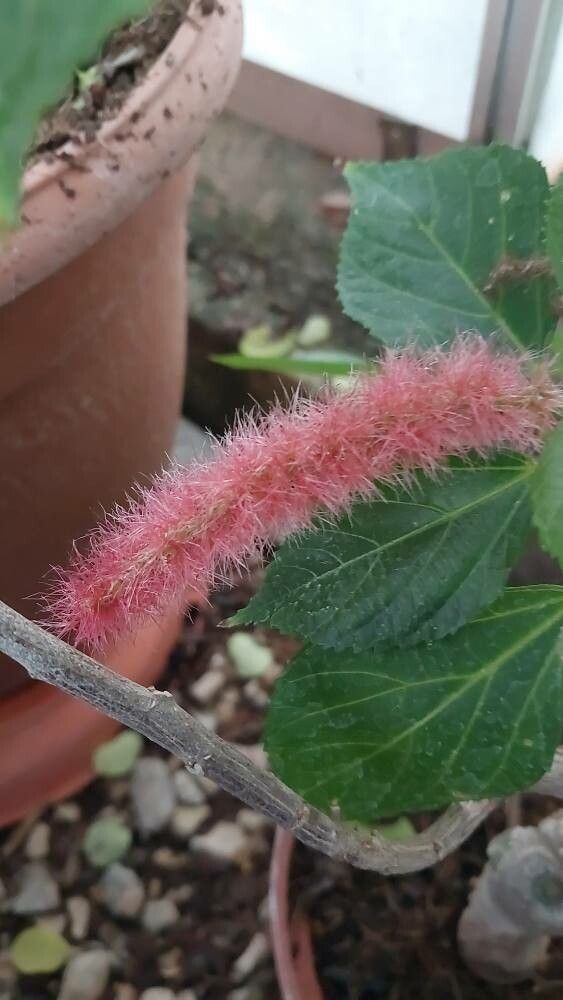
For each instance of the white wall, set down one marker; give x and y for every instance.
(413, 59)
(547, 134)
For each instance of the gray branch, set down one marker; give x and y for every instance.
(157, 716)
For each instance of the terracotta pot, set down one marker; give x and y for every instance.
(92, 346)
(290, 934)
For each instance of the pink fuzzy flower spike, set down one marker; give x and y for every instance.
(273, 474)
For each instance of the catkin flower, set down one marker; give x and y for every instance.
(272, 474)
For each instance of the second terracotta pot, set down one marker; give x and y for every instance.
(92, 344)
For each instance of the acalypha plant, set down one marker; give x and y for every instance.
(392, 512)
(404, 501)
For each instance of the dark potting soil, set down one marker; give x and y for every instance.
(375, 938)
(122, 63)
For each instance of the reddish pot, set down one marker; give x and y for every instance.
(290, 934)
(92, 346)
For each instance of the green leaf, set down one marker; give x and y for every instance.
(249, 657)
(261, 342)
(42, 42)
(116, 757)
(424, 237)
(38, 949)
(410, 567)
(478, 714)
(554, 235)
(315, 330)
(298, 363)
(547, 495)
(107, 840)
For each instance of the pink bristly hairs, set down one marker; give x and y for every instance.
(273, 473)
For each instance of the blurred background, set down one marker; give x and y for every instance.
(322, 83)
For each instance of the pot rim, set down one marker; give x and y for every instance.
(87, 188)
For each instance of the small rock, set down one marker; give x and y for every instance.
(37, 890)
(255, 693)
(207, 687)
(188, 791)
(181, 893)
(68, 812)
(187, 819)
(165, 857)
(121, 890)
(160, 914)
(252, 821)
(225, 841)
(37, 844)
(86, 976)
(79, 912)
(55, 922)
(170, 963)
(106, 840)
(38, 950)
(157, 993)
(152, 793)
(255, 952)
(116, 757)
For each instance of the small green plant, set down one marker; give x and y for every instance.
(42, 43)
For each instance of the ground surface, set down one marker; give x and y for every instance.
(184, 909)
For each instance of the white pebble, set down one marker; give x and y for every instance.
(86, 976)
(38, 891)
(121, 890)
(187, 819)
(218, 661)
(79, 912)
(225, 841)
(152, 794)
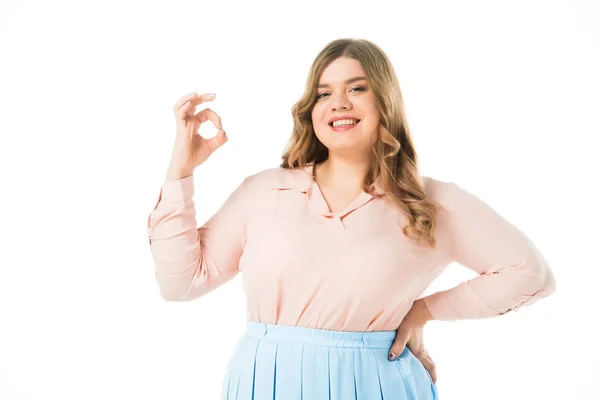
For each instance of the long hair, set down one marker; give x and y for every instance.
(394, 158)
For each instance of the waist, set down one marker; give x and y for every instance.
(322, 337)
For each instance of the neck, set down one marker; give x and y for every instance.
(338, 172)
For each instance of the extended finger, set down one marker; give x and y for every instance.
(193, 98)
(183, 100)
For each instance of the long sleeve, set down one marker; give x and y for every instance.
(512, 271)
(191, 261)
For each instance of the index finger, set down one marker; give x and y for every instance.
(194, 97)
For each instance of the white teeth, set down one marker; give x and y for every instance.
(342, 122)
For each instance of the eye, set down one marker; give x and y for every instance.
(362, 89)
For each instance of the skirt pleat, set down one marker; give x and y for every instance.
(278, 362)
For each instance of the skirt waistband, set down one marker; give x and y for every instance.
(323, 337)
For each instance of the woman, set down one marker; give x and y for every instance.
(338, 243)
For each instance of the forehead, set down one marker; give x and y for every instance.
(339, 70)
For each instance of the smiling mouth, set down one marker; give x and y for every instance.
(331, 123)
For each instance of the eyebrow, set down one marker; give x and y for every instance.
(349, 81)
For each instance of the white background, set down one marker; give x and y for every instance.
(501, 97)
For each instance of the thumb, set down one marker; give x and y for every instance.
(218, 140)
(397, 348)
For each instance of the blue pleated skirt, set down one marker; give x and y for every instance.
(280, 362)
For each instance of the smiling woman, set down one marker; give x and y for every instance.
(337, 245)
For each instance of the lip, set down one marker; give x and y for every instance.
(332, 120)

※ ※ ※

**Problem details**
Repeat all of the records verbatim, leaving out the pictures.

**Full answer**
For each instance of the white wall, set down one marker; give x and y for every instance.
(413, 59)
(547, 134)
For each instance of the gray branch, set down one marker; give x and y for every instance.
(157, 716)
For each instance of the terracotta pot, set down one marker; give x and y for every instance.
(92, 346)
(290, 934)
For each instance of the pink fuzzy flower spike, set down one marker; give x and y for every instance.
(273, 474)
For each instance of the catkin flower, set down one marker; give x and y for every instance.
(272, 474)
For each instance of the second terracotta pot, set down one marker; give x and y for every instance.
(92, 344)
For each instance of the acalypha plant, set down one marker; give x and y for every instance.
(392, 512)
(404, 501)
For each instance of the dark potting soil, set down one marker; give x and y for every instance.
(375, 938)
(122, 63)
For each instance of the reddish pot, set down one marker; give x and y for every instance.
(290, 934)
(92, 346)
For each instance of the green leaf, set down one marker; give x and y for every instance.
(249, 657)
(261, 342)
(42, 42)
(116, 757)
(424, 237)
(38, 949)
(410, 567)
(478, 714)
(554, 235)
(315, 330)
(298, 363)
(547, 495)
(107, 840)
For each instance of the pink bristly hairs, set down one marker; give x and y for every instance.
(273, 473)
For each instance of the blurred background, set down one marker; give x and y for every instance.
(322, 83)
For each instance of the pot rim, set down one marker; give x and y for every instance.
(87, 188)
For each instance of the small rock, set down one marker; give x and y for every instance.
(37, 890)
(255, 693)
(207, 687)
(188, 791)
(181, 893)
(68, 812)
(187, 819)
(165, 857)
(121, 890)
(160, 914)
(252, 821)
(225, 841)
(37, 844)
(86, 976)
(79, 912)
(55, 922)
(170, 963)
(106, 840)
(38, 950)
(157, 993)
(152, 793)
(255, 952)
(116, 757)
For each instance of the small green plant, set down one marker; give x and y for every instance.
(42, 43)
For each instance of the ground surface, set down one marker; give x and y for every instance.
(184, 909)
For each instance of the white pebble, set down one marker; give x and y for every instance.
(86, 976)
(38, 891)
(121, 890)
(187, 819)
(218, 661)
(79, 912)
(225, 841)
(152, 794)
For each instance of the long hair, set down one marker; give x and y for every instance.
(394, 158)
For each instance of the waist, set down one marker; give x and y for every instance.
(322, 337)
For each instance of the neck, set down one marker; give x and y for every instance.
(338, 172)
For each instance of the extended finger, set down one marker; give x and y for every instance.
(193, 98)
(183, 100)
For each instance of the long sleeve, set down one marker; give x and y for every instance.
(512, 271)
(191, 261)
For each instance of the index finger, set down one marker; give x and y for every instance.
(194, 97)
For each instance of the white teeth, set down one marker; give x and y for every instance.
(342, 122)
For each instance of the eye, set down one marker; give x and y for every instance.
(362, 89)
For each instance of the skirt pleat, set down one marker; give x and y for every instance.
(278, 362)
For each instance of the skirt waistband, set down one marker; give x and y for every instance.
(323, 337)
For each instance of the woman, set down one marker; give x and y for every instance.
(338, 243)
For each instance of the forehead, set down one marker; give x and y for every instance.
(339, 70)
For each instance of the smiling mouth, set down one marker; give x and y for every instance.
(331, 123)
For each instance of the eyebrow, set down one marker; give x and y for every instance.
(349, 81)
For each instance of the white background, set down one marker; give x and y for every instance.
(501, 97)
For each instance of the thumb, set down one marker; give x and y for every instance.
(218, 140)
(397, 348)
For each instance of the blue pleated skirt, set down one marker; give x and y for every instance.
(280, 362)
For each instance of the smiling woman, set down one marker; give x and y for every instance.
(337, 245)
For each instance of the lip, set down one marker; give x and y for every instance.
(332, 120)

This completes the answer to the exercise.